DIRECTIONS FOR THIS TASK:
Pick out every line in the records below that contains the word "whose". Copy each of those lines unchanged.
── GIVEN ENTRIES
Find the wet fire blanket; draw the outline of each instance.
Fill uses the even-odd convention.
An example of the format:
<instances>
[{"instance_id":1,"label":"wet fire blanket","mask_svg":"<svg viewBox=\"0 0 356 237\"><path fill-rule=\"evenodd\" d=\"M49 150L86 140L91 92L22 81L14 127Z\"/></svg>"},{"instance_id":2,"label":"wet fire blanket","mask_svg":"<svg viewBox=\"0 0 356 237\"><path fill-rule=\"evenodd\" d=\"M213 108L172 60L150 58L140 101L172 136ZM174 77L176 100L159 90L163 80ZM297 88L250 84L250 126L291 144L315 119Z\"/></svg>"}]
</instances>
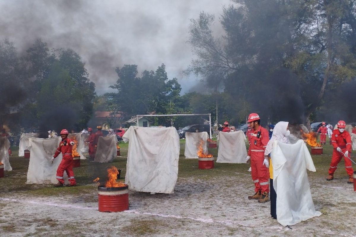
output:
<instances>
[{"instance_id":1,"label":"wet fire blanket","mask_svg":"<svg viewBox=\"0 0 356 237\"><path fill-rule=\"evenodd\" d=\"M219 148L216 162L246 163L247 156L246 140L242 131L232 133L219 132Z\"/></svg>"},{"instance_id":2,"label":"wet fire blanket","mask_svg":"<svg viewBox=\"0 0 356 237\"><path fill-rule=\"evenodd\" d=\"M131 126L122 136L130 141L125 183L139 192L173 193L178 177L179 136L173 127Z\"/></svg>"},{"instance_id":3,"label":"wet fire blanket","mask_svg":"<svg viewBox=\"0 0 356 237\"><path fill-rule=\"evenodd\" d=\"M304 142L299 140L289 144L276 141L271 156L278 222L290 226L321 215L315 210L312 198L307 169L315 169Z\"/></svg>"}]
</instances>

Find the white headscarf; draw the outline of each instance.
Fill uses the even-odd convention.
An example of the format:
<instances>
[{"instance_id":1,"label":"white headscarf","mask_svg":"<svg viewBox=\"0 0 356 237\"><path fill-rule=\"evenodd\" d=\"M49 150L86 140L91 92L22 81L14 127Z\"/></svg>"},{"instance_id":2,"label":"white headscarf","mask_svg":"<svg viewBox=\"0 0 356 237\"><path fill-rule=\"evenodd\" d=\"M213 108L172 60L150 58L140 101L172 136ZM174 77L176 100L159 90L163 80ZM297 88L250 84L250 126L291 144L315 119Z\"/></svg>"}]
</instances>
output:
<instances>
[{"instance_id":1,"label":"white headscarf","mask_svg":"<svg viewBox=\"0 0 356 237\"><path fill-rule=\"evenodd\" d=\"M273 133L272 134L272 137L267 144L267 146L265 150L265 156L268 155L272 151L272 145L274 141L278 141L287 144L290 143L289 140L286 136L288 123L288 122L278 122L274 126Z\"/></svg>"}]
</instances>

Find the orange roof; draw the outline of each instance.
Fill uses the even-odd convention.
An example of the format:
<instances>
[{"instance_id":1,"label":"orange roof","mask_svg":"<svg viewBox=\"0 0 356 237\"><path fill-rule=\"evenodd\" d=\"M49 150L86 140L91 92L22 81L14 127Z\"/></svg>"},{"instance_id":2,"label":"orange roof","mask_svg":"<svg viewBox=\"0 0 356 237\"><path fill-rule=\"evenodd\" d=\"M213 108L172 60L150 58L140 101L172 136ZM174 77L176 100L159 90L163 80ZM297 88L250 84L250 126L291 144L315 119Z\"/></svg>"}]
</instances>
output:
<instances>
[{"instance_id":1,"label":"orange roof","mask_svg":"<svg viewBox=\"0 0 356 237\"><path fill-rule=\"evenodd\" d=\"M121 114L120 112L119 113L115 115L115 117L121 117ZM106 118L106 117L110 117L110 111L95 111L95 118Z\"/></svg>"}]
</instances>

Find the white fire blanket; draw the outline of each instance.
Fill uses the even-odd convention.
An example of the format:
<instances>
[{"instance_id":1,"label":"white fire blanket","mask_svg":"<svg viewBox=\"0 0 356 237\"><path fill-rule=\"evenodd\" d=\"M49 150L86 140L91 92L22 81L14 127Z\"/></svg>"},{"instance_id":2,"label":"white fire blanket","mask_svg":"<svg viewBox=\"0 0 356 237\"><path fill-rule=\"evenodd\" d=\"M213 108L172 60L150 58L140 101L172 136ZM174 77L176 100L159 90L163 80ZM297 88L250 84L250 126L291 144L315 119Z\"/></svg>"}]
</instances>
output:
<instances>
[{"instance_id":1,"label":"white fire blanket","mask_svg":"<svg viewBox=\"0 0 356 237\"><path fill-rule=\"evenodd\" d=\"M203 140L203 151L204 153L208 153L208 143L206 140L209 137L208 133L185 133L185 149L184 155L186 158L198 159L197 152L200 141Z\"/></svg>"},{"instance_id":2,"label":"white fire blanket","mask_svg":"<svg viewBox=\"0 0 356 237\"><path fill-rule=\"evenodd\" d=\"M247 152L244 132L219 132L219 147L216 162L220 163L246 163Z\"/></svg>"},{"instance_id":3,"label":"white fire blanket","mask_svg":"<svg viewBox=\"0 0 356 237\"><path fill-rule=\"evenodd\" d=\"M62 140L61 137L46 139L32 138L28 140L28 150L31 156L26 183L57 183L58 181L56 178L56 174L62 160L62 153L54 159L53 164L51 159ZM68 177L65 171L63 177L65 184L68 183Z\"/></svg>"},{"instance_id":4,"label":"white fire blanket","mask_svg":"<svg viewBox=\"0 0 356 237\"><path fill-rule=\"evenodd\" d=\"M38 138L38 133L23 133L20 138L20 144L19 149L19 156L25 156L25 150L28 150L28 139L31 138Z\"/></svg>"},{"instance_id":5,"label":"white fire blanket","mask_svg":"<svg viewBox=\"0 0 356 237\"><path fill-rule=\"evenodd\" d=\"M10 171L12 168L9 161L9 149L10 148L10 142L6 136L0 137L0 162L4 164L4 170Z\"/></svg>"},{"instance_id":6,"label":"white fire blanket","mask_svg":"<svg viewBox=\"0 0 356 237\"><path fill-rule=\"evenodd\" d=\"M289 144L276 141L271 157L278 222L290 226L321 215L315 210L312 198L307 169L315 169L304 142Z\"/></svg>"},{"instance_id":7,"label":"white fire blanket","mask_svg":"<svg viewBox=\"0 0 356 237\"><path fill-rule=\"evenodd\" d=\"M89 146L86 144L85 142L89 137L89 134L82 134L82 139L80 140L80 151L82 153L87 153L89 152ZM81 158L80 158L81 159Z\"/></svg>"},{"instance_id":8,"label":"white fire blanket","mask_svg":"<svg viewBox=\"0 0 356 237\"><path fill-rule=\"evenodd\" d=\"M122 136L130 140L125 182L139 192L173 193L178 178L179 136L173 127L131 126Z\"/></svg>"},{"instance_id":9,"label":"white fire blanket","mask_svg":"<svg viewBox=\"0 0 356 237\"><path fill-rule=\"evenodd\" d=\"M109 162L116 157L116 135L100 136L98 141L98 149L95 154L94 162L103 163Z\"/></svg>"},{"instance_id":10,"label":"white fire blanket","mask_svg":"<svg viewBox=\"0 0 356 237\"><path fill-rule=\"evenodd\" d=\"M84 142L82 140L81 133L70 133L68 136L69 138L72 139L73 136L75 136L75 140L77 140L77 152L78 152L79 155L80 156L80 160L85 160L87 158L82 153L82 149L83 148L83 146L84 145Z\"/></svg>"}]
</instances>

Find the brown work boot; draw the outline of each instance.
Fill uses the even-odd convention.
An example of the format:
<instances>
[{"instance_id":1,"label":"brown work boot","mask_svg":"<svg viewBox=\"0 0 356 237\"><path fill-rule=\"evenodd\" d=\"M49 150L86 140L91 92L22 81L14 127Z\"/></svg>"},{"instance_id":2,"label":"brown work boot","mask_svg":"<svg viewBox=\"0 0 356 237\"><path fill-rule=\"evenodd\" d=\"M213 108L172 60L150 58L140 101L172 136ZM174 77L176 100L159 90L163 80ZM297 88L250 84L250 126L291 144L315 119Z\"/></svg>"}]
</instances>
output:
<instances>
[{"instance_id":1,"label":"brown work boot","mask_svg":"<svg viewBox=\"0 0 356 237\"><path fill-rule=\"evenodd\" d=\"M258 199L258 201L261 203L267 203L267 201L269 201L269 198L268 196L268 193L267 192L263 192L263 193L262 194L262 197L261 199Z\"/></svg>"},{"instance_id":2,"label":"brown work boot","mask_svg":"<svg viewBox=\"0 0 356 237\"><path fill-rule=\"evenodd\" d=\"M256 192L253 196L249 196L247 197L248 199L260 199L262 197L262 194L261 193L261 191L258 191Z\"/></svg>"},{"instance_id":3,"label":"brown work boot","mask_svg":"<svg viewBox=\"0 0 356 237\"><path fill-rule=\"evenodd\" d=\"M59 187L63 187L63 183L61 183L59 181L58 181L58 183L53 185L53 186L54 186L55 187L56 187L56 188L58 188Z\"/></svg>"},{"instance_id":4,"label":"brown work boot","mask_svg":"<svg viewBox=\"0 0 356 237\"><path fill-rule=\"evenodd\" d=\"M351 174L349 177L349 181L347 183L354 183L354 175Z\"/></svg>"}]
</instances>

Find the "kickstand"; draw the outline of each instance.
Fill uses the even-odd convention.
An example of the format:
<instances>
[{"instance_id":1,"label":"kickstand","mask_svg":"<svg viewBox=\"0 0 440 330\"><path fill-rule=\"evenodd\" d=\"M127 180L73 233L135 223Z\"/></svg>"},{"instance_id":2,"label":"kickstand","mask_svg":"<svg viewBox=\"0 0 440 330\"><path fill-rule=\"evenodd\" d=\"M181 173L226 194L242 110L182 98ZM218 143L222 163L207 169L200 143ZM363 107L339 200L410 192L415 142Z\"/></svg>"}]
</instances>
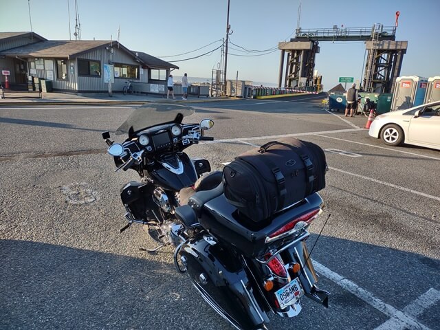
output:
<instances>
[{"instance_id":1,"label":"kickstand","mask_svg":"<svg viewBox=\"0 0 440 330\"><path fill-rule=\"evenodd\" d=\"M153 253L153 252L155 252L156 251L157 251L158 250L162 249L163 247L164 247L167 244L161 244L160 245L157 246L157 248L155 248L154 249L145 249L144 248L140 248L139 250L140 251L144 251L144 252L148 252L148 253Z\"/></svg>"}]
</instances>

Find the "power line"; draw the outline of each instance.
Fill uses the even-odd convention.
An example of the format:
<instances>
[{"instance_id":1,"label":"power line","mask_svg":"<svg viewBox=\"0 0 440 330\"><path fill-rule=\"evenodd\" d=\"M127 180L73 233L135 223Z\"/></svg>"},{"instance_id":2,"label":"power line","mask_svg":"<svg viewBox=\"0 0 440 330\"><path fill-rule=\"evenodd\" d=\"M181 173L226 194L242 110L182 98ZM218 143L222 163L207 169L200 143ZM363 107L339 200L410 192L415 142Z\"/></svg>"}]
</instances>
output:
<instances>
[{"instance_id":1,"label":"power line","mask_svg":"<svg viewBox=\"0 0 440 330\"><path fill-rule=\"evenodd\" d=\"M197 52L197 50L201 50L203 48L205 48L205 47L206 47L208 46L210 46L210 45L212 45L213 43L218 43L219 41L221 41L221 39L216 40L215 41L212 41L211 43L208 43L208 45L204 45L203 47L201 47L200 48L197 48L197 50L191 50L190 52L186 52L186 53L177 54L176 55L169 55L169 56L156 56L156 57L158 57L160 58L167 58L167 57L175 57L175 56L180 56L181 55L186 55L187 54L193 53L194 52Z\"/></svg>"},{"instance_id":2,"label":"power line","mask_svg":"<svg viewBox=\"0 0 440 330\"><path fill-rule=\"evenodd\" d=\"M168 60L168 62L171 63L174 63L175 62L183 62L184 60L193 60L195 58L198 58L199 57L201 56L204 56L205 55L208 55L208 54L210 55L212 52L215 52L216 50L217 50L218 49L219 49L221 46L223 46L223 43L222 43L221 45L220 45L219 47L217 47L217 48L212 50L210 50L209 52L206 52L205 54L202 54L201 55L199 55L197 56L194 56L194 57L191 57L189 58L184 58L183 60Z\"/></svg>"},{"instance_id":3,"label":"power line","mask_svg":"<svg viewBox=\"0 0 440 330\"><path fill-rule=\"evenodd\" d=\"M253 56L264 56L265 55L269 55L270 54L272 53L274 53L275 52L277 52L278 50L274 50L271 52L269 52L267 53L265 53L265 54L258 54L256 55L240 55L239 54L232 54L232 53L229 53L230 55L232 55L234 56L242 56L242 57L253 57Z\"/></svg>"}]
</instances>

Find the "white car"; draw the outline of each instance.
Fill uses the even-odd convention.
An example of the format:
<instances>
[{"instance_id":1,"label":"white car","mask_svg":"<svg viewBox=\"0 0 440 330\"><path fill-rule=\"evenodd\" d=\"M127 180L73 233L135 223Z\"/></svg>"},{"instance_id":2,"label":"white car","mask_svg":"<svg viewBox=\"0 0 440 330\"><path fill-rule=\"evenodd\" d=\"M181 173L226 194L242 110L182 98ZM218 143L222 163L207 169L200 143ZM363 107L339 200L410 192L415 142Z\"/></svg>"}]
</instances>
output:
<instances>
[{"instance_id":1,"label":"white car","mask_svg":"<svg viewBox=\"0 0 440 330\"><path fill-rule=\"evenodd\" d=\"M389 146L404 142L440 150L440 101L378 116L368 135Z\"/></svg>"}]
</instances>

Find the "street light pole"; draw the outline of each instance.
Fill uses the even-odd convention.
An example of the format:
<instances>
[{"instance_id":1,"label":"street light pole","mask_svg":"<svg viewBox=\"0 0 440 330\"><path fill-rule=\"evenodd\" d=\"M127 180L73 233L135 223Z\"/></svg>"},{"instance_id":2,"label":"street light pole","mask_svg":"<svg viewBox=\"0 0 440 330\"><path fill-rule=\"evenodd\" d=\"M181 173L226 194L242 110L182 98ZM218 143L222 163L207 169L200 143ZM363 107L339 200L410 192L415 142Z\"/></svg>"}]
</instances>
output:
<instances>
[{"instance_id":1,"label":"street light pole","mask_svg":"<svg viewBox=\"0 0 440 330\"><path fill-rule=\"evenodd\" d=\"M229 25L229 3L230 0L228 0L228 19L226 20L226 41L225 44L225 72L223 78L223 95L226 95L226 69L228 67L228 39L229 38L229 30L231 28Z\"/></svg>"}]
</instances>

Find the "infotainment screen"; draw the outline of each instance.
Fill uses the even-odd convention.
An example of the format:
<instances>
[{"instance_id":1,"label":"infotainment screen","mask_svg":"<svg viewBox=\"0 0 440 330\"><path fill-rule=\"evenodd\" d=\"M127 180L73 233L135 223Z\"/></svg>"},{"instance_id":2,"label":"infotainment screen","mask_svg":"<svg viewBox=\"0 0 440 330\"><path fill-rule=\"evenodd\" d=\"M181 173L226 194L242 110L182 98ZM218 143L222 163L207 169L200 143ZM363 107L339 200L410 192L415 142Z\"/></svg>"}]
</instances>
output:
<instances>
[{"instance_id":1,"label":"infotainment screen","mask_svg":"<svg viewBox=\"0 0 440 330\"><path fill-rule=\"evenodd\" d=\"M153 143L154 143L154 145L156 147L170 143L170 135L168 134L168 132L164 132L153 135Z\"/></svg>"}]
</instances>

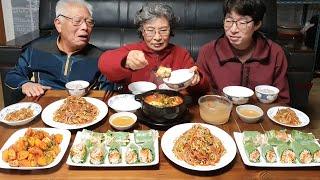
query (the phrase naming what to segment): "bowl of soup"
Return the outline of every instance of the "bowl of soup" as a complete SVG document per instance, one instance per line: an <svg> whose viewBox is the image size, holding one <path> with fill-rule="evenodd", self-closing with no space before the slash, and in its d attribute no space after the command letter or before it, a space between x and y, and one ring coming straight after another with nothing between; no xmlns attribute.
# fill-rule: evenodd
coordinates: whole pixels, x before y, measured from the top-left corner
<svg viewBox="0 0 320 180"><path fill-rule="evenodd" d="M171 72L170 77L163 78L163 82L174 90L185 89L190 86L194 72L190 69L178 69Z"/></svg>
<svg viewBox="0 0 320 180"><path fill-rule="evenodd" d="M228 122L232 102L223 96L205 95L198 100L200 117L209 124L219 125Z"/></svg>
<svg viewBox="0 0 320 180"><path fill-rule="evenodd" d="M119 131L130 129L136 121L137 116L132 112L118 112L109 118L110 125Z"/></svg>
<svg viewBox="0 0 320 180"><path fill-rule="evenodd" d="M254 88L258 100L262 103L272 103L278 98L279 89L270 85L259 85Z"/></svg>
<svg viewBox="0 0 320 180"><path fill-rule="evenodd" d="M135 96L142 113L152 121L165 123L182 117L187 110L184 96L172 90L157 89Z"/></svg>
<svg viewBox="0 0 320 180"><path fill-rule="evenodd" d="M255 105L246 104L236 108L239 118L246 123L256 123L263 116L263 110Z"/></svg>
<svg viewBox="0 0 320 180"><path fill-rule="evenodd" d="M233 104L246 104L254 92L243 86L227 86L222 89L224 95L232 101Z"/></svg>
<svg viewBox="0 0 320 180"><path fill-rule="evenodd" d="M65 86L70 96L84 96L89 91L90 83L87 81L76 80L70 81Z"/></svg>

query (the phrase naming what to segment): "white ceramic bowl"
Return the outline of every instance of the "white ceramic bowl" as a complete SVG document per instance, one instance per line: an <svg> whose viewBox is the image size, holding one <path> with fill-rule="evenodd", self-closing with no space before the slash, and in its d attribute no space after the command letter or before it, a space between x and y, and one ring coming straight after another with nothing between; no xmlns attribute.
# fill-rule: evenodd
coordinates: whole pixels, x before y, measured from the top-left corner
<svg viewBox="0 0 320 180"><path fill-rule="evenodd" d="M209 124L227 123L232 111L232 102L223 96L205 95L198 99L200 117Z"/></svg>
<svg viewBox="0 0 320 180"><path fill-rule="evenodd" d="M66 84L66 88L71 96L84 96L88 93L89 84L83 80L70 81Z"/></svg>
<svg viewBox="0 0 320 180"><path fill-rule="evenodd" d="M163 78L163 82L170 88L181 90L187 88L194 76L194 72L190 69L178 69L171 72L169 78Z"/></svg>
<svg viewBox="0 0 320 180"><path fill-rule="evenodd" d="M119 94L108 100L108 106L117 112L135 112L141 107L132 94Z"/></svg>
<svg viewBox="0 0 320 180"><path fill-rule="evenodd" d="M130 117L133 121L127 125L117 125L114 122L114 120L117 117ZM119 131L130 129L136 122L137 122L137 116L131 112L118 112L118 113L112 114L109 118L110 125Z"/></svg>
<svg viewBox="0 0 320 180"><path fill-rule="evenodd" d="M272 103L279 94L279 89L270 85L259 85L254 88L257 98L262 103Z"/></svg>
<svg viewBox="0 0 320 180"><path fill-rule="evenodd" d="M233 104L245 104L254 92L243 86L227 86L223 88L224 95L233 102Z"/></svg>
<svg viewBox="0 0 320 180"><path fill-rule="evenodd" d="M30 108L33 110L33 116L24 120L20 120L20 121L7 121L5 120L5 117L7 114L17 111L21 108ZM3 108L0 111L0 121L3 123L6 123L10 126L20 126L20 125L24 125L29 123L30 121L32 121L36 116L38 116L40 114L40 112L42 111L42 108L39 104L37 103L33 103L33 102L20 102L20 103L16 103L16 104L12 104L10 106L7 106L5 108Z"/></svg>
<svg viewBox="0 0 320 180"><path fill-rule="evenodd" d="M240 119L246 123L256 123L264 114L260 107L251 104L238 106L236 112Z"/></svg>
<svg viewBox="0 0 320 180"><path fill-rule="evenodd" d="M128 85L128 89L132 94L142 94L144 92L157 89L157 85L148 81L137 81L130 83Z"/></svg>

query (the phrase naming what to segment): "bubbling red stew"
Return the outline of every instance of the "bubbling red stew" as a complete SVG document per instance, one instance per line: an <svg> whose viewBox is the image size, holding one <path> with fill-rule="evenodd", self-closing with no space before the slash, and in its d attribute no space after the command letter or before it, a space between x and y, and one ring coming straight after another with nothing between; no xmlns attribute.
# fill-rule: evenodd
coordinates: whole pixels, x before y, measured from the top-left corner
<svg viewBox="0 0 320 180"><path fill-rule="evenodd" d="M183 103L180 96L168 96L166 94L155 93L145 97L144 102L159 108L173 107Z"/></svg>

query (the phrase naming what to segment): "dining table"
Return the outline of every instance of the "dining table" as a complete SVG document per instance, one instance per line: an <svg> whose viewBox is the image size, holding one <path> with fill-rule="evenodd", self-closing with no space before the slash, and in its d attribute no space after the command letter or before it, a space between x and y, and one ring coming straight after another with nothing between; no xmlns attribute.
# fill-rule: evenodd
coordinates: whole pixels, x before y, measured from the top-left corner
<svg viewBox="0 0 320 180"><path fill-rule="evenodd" d="M94 97L103 100L107 103L106 93L102 90L91 90L86 96ZM49 104L68 97L68 93L65 90L48 90L44 95L38 98L25 97L22 102L36 102L44 109ZM271 121L267 116L267 110L270 107L281 105L279 103L263 104L252 97L249 104L255 104L263 109L264 115L258 123L248 124L243 122L236 113L236 105L233 105L231 115L227 123L222 125L215 125L227 132L233 137L234 132L243 132L245 130L265 132L272 129L297 129L304 132L312 132L316 138L320 138L320 119L314 119L312 114L308 114L310 123L307 126L300 128L288 128L281 126ZM188 107L190 116L188 116L188 122L191 123L205 123L199 113L199 105L196 100ZM96 132L106 132L107 130L114 130L108 122L110 115L114 114L111 108L109 108L108 114L105 118L92 126L86 127L86 129ZM22 128L39 128L50 127L46 125L41 115L37 116L33 121L22 126L9 126L1 123L0 125L0 145L1 147L7 141L7 139L17 130ZM133 128L138 130L147 130L149 127L138 122ZM74 167L66 164L70 148L73 144L77 131L81 129L70 130L71 140L66 153L63 156L61 162L58 165L39 170L15 170L15 169L0 169L0 179L320 179L320 168L316 167L252 167L243 163L239 150L235 158L225 167L212 170L212 171L195 171L185 169L176 165L170 159L168 159L161 150L159 145L159 163L153 166L143 167ZM115 131L115 130L114 130ZM164 129L159 130L159 144L161 137L165 133ZM223 142L223 140L222 140Z"/></svg>

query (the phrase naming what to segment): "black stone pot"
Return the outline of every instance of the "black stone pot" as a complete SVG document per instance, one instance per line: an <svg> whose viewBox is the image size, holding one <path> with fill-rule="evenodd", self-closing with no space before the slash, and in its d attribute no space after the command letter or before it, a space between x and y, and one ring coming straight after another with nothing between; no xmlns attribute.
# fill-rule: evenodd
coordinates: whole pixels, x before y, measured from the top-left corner
<svg viewBox="0 0 320 180"><path fill-rule="evenodd" d="M150 105L144 101L147 96L155 93L166 94L168 96L179 96L183 99L183 102L177 106L160 108ZM143 94L138 94L135 96L135 99L141 102L141 109L144 115L160 123L172 122L175 119L180 118L187 110L186 99L181 93L177 91L156 89L147 91Z"/></svg>

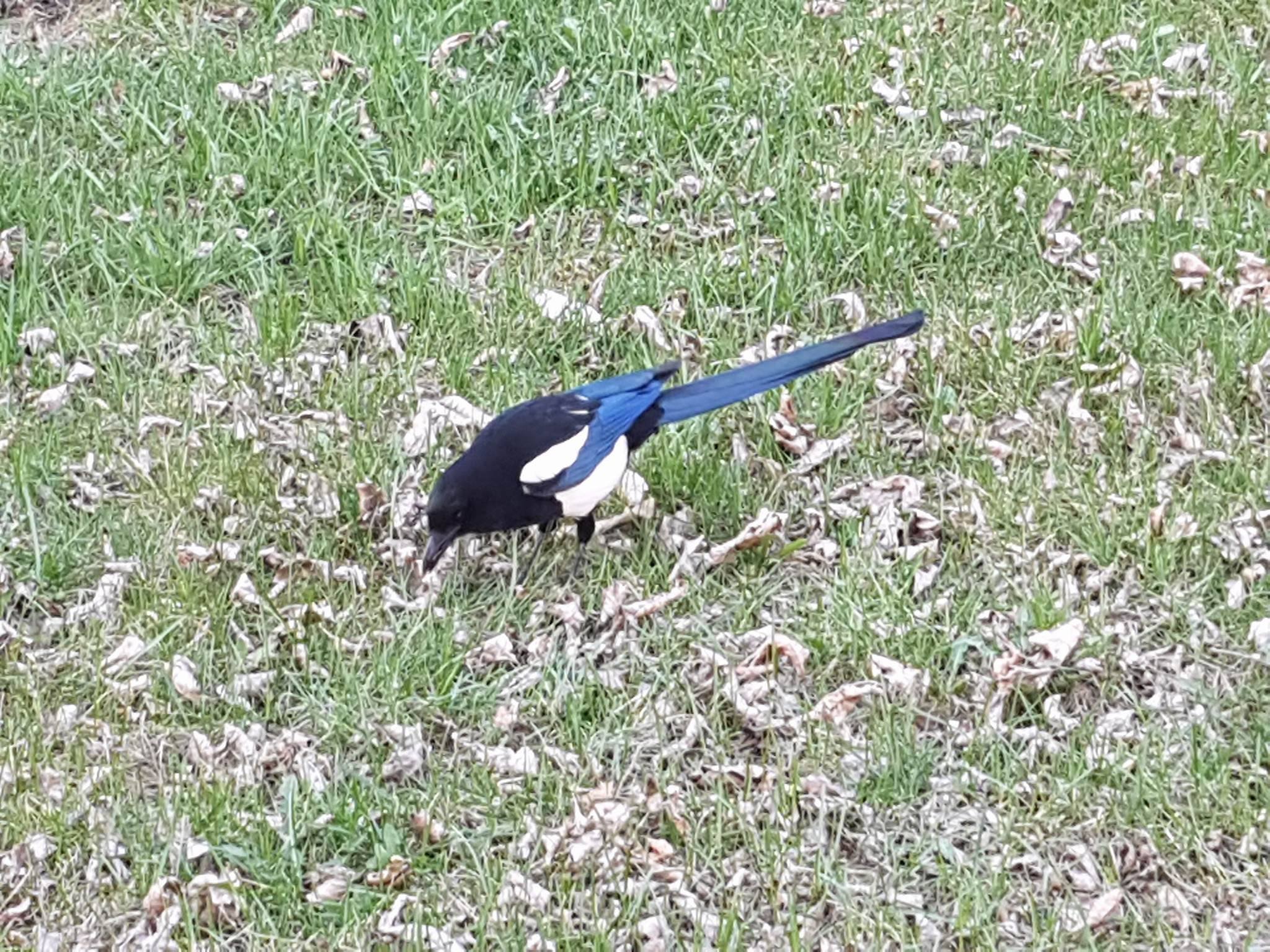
────
FULL SOLUTION:
Return the outline of every instance of the "bowl of soup" as a complete SVG document per instance, one instance per line: an <svg> whose viewBox is the image size, holding one <path> with fill-rule="evenodd", self-closing with no space before the slash, and in its d attribute no space after the command letter or before it, a space between x and y, and one ring coming straight after another with nothing between; no xmlns attribute.
Return the outline of every instance of the "white ceramic bowl" as a complete SVG document per instance, one instance per line: an <svg> whose viewBox is the image size, holding one <path> with fill-rule="evenodd", self-closing with no space before the slash, and in its d attribute no space after the command letter or before it, a space between x and y, and one ring coming straight after another with nothing between; no xmlns attribute.
Return the outline of every instance of the "bubbling red stew" as a complete SVG document per instance, one instance per line: an <svg> whose viewBox is the image size, holding one <path> with fill-rule="evenodd", self-closing with no space before the slash, and in its d attribute no space after the command letter or before it, a space between x and y, and one ring coming straight after another with nothing between; no xmlns attribute.
Return the outline of every instance of the "dining table" as a complete SVG document per instance, one instance per line: an <svg> whose viewBox is the image size, holding one <path> with fill-rule="evenodd", self-closing with no space before the slash, and in its d attribute no space after the command letter or before it, a space between x and y, and one ring coming straight after another with nothing between; no xmlns attribute.
Return the outline of every instance of the "black stone pot" as a complete SVG document per instance, one instance per line: an <svg> whose viewBox is the image size, holding one <path> with fill-rule="evenodd", self-closing with no space before the slash, and in its d attribute no space after the command letter or before it, a space between x and y, and one ring coming straight after another with nothing between; no xmlns attribute.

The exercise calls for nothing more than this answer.